▶ **SOURCE TEXT**
-------

For me, my asexual journey has been one of much discovery. When I was young, my mother was a very sexual individual. She had complete control of her sexuality, and was never ashamed of it, that I knew of. Not only that, but she made sure I knew the birds and the bees pretty early. I actually can’t remember when I got the ‘Talk’ so to speak, I just… always felt like I knew it. I feel my mother was amazing in that regard.

During my teen-hood, however, I had several fitful stops and starts with normal teen romances. My very first boyfriend I had for a week, and any time he touched me, I felt nauseous. Not nervous, nauseous, as if I was going to throw up if his hands were on me for more than a mere moment. He left me for my best friend, who would hold hands with him when he wanted. That was fine with me. It was more a relief.

In high school, I dated a very nice young man, who took me to homecoming and to the corn maze before Halloween. He was always very respectful, and when I held his hand, I felt nervous, not sick. So I thought maybe it was all a fluke. But even when he hugged me, I couldn’t let it last for too long. I felt like if I did, something bad would happen. I didn’t want to go beyond holding hands, and spending time together happily. A week after he asked me for our first kiss, and I gave it to him, I broke up with him. I claimed that it was because  my family was moving, and while we were, it didn’t change the fact that, once again, I was relieved not to have to satisfy those needs for more kisses and things that I didn’t like.

Now that isn’t to say I wasn’t normal in other regards. I discovered masturbation, and engaged in it almost nightly. I enjoyed role-playing online with those anonymous people who would, and it was through that that I discovered that I enjoy erotic literature. So I felt that perhaps, there was something wrong with me, because I didn’t want to actually engage in those acts with PEOPLE. I told myself that I was simply trying not to follow in my mother’s footsteps as a teen mom. That it was fear, and not something else.

-------

▶ **RECORDS**
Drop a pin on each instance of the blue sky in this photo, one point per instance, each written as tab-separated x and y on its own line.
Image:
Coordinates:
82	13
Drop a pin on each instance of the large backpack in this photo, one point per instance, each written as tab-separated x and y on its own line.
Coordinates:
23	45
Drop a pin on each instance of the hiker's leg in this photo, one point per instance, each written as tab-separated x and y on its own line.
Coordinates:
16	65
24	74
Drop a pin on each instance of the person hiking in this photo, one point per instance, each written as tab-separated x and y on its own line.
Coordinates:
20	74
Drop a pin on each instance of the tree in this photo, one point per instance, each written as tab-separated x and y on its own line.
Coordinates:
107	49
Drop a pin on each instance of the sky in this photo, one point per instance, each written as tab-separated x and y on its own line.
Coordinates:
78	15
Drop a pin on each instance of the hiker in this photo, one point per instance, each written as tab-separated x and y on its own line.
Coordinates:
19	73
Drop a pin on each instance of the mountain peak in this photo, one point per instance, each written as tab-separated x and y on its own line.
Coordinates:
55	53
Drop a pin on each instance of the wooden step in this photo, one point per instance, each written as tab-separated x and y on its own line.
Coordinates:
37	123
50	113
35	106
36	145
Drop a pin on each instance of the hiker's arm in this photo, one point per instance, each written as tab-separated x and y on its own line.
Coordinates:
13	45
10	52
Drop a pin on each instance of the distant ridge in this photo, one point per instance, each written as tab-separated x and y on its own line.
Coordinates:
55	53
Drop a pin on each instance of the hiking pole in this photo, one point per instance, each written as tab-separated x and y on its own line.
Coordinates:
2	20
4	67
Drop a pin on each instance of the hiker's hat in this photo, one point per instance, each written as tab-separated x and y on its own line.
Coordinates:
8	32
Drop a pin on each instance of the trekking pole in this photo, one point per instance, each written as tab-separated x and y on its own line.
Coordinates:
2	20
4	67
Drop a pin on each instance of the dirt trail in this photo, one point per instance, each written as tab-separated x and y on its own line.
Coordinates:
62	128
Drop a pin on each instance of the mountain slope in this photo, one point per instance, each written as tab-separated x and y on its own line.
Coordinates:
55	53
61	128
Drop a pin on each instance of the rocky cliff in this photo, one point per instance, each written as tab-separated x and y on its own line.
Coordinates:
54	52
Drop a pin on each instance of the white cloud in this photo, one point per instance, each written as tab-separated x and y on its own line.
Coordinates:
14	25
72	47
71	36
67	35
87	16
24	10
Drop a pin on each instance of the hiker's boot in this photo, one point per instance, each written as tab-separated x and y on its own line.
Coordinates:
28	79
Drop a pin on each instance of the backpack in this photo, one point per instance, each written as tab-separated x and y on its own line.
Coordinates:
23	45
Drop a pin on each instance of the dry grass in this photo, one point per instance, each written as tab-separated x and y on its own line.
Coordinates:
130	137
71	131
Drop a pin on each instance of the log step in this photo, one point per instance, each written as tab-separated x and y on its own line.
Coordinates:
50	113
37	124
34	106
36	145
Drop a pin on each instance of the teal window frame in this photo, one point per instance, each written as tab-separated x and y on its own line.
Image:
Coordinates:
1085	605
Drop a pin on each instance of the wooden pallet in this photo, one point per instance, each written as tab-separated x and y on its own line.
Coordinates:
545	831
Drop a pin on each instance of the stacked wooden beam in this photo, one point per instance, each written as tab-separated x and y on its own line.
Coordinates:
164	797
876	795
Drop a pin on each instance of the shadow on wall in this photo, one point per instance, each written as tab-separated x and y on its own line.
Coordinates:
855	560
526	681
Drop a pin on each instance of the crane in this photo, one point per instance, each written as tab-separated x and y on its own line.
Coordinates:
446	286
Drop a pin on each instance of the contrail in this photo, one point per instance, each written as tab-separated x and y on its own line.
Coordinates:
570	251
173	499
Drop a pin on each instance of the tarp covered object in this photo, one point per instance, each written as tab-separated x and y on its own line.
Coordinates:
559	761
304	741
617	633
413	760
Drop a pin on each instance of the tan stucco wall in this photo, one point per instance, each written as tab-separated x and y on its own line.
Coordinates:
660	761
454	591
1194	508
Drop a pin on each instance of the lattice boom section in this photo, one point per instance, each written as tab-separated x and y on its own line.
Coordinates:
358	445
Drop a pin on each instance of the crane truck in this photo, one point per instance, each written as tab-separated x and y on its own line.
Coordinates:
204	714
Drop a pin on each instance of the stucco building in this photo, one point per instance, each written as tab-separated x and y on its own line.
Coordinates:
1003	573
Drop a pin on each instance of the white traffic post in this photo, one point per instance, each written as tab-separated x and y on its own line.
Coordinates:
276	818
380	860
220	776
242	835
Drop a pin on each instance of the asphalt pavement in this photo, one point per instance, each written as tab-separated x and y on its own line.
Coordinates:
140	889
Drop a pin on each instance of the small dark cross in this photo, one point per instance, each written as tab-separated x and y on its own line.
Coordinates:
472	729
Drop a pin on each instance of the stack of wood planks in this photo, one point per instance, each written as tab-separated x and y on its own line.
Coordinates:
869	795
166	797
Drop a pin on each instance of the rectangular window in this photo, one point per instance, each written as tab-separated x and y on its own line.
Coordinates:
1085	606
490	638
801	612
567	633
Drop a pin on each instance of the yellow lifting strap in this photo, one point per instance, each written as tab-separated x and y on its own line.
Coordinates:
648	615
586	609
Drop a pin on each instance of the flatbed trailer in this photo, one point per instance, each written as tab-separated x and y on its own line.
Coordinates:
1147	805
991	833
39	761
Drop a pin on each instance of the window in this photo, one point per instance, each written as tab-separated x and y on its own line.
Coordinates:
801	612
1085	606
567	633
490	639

-------

▶ **INSTRUCTIONS**
(a) According to the account of an asexual journey, why did the writer feel there might be something wrong with them? Answer in one to three sentences.
(b) Resume the account of an asexual journey, picking up right after its final sentence.
The records are not needed for anything here.

▶ **ANSWERS FOR EACH ITEM**
(a) The writer masturbated almost nightly, enjoyed online role-playing, and found they liked erotic literature, yet did not want to actually engage in those acts with people. That gap made them feel something might be wrong.

(b)
When I was nineteen, I had my longest lasting relationship. Almost a full year, and it was an unhealthy thing. He was always frustrated, and I didn’t know what to do. I sought help from relationship sites, my friends, everyone. They all said the same thing. In a relationship, Love equals Sex. He thought I didn’t love him because I wouldn’t have sex with him. So, I did. To prove I loved him, I had sex with him, and while it wasn’t horrible, it was uncomfortable, and I was, again, glad that it was over. It didn’t happen again, luckily, because he dumped me a week or so afterwards.

I went back to thinking that perhaps something was wrong with me, and decided that I was better off without boys. Without relationships in general. But I always came back to loneliness, and needing that romantic relationship. I’ve always wanted a partner, to help me through the rough, to keep me steady and stable. I’ve always wanted the kind of marriages that last through decades. But I couldn’t seem to hold a relationship for more than a few months. One particular man, I even slept with every week, because I thought he would stay if I did, and it was no worse than any other chore, really. At least holding his hand didn’t make me feel sick again.

Here, I feel, I should clarify a few things. This sort of contact, holding hands, hugging, leaning against someone, falling asleep near someone, are triggers for this feeling of wrongness only when in a relationship context. I have never had an issue laying on, hugging on, cuddling with, or in general being touchy with my friends, and those that I am close to. It is only when there is this added romantic portion that I find myself sickened. It is that expectation of sex that taints the actions for me.

But then, after years of complaining and trying to explain to my best friends, a married couple who took me in in the later part of my teenager-hood, it finally came to a head. The husband, he’d watched a documentary on Asexuality, and while watching it, had noticed that a lot of what the main person in the documentary had spoken about experiencing, I had mentioned experiencing as well. So, he asked me to watch it too.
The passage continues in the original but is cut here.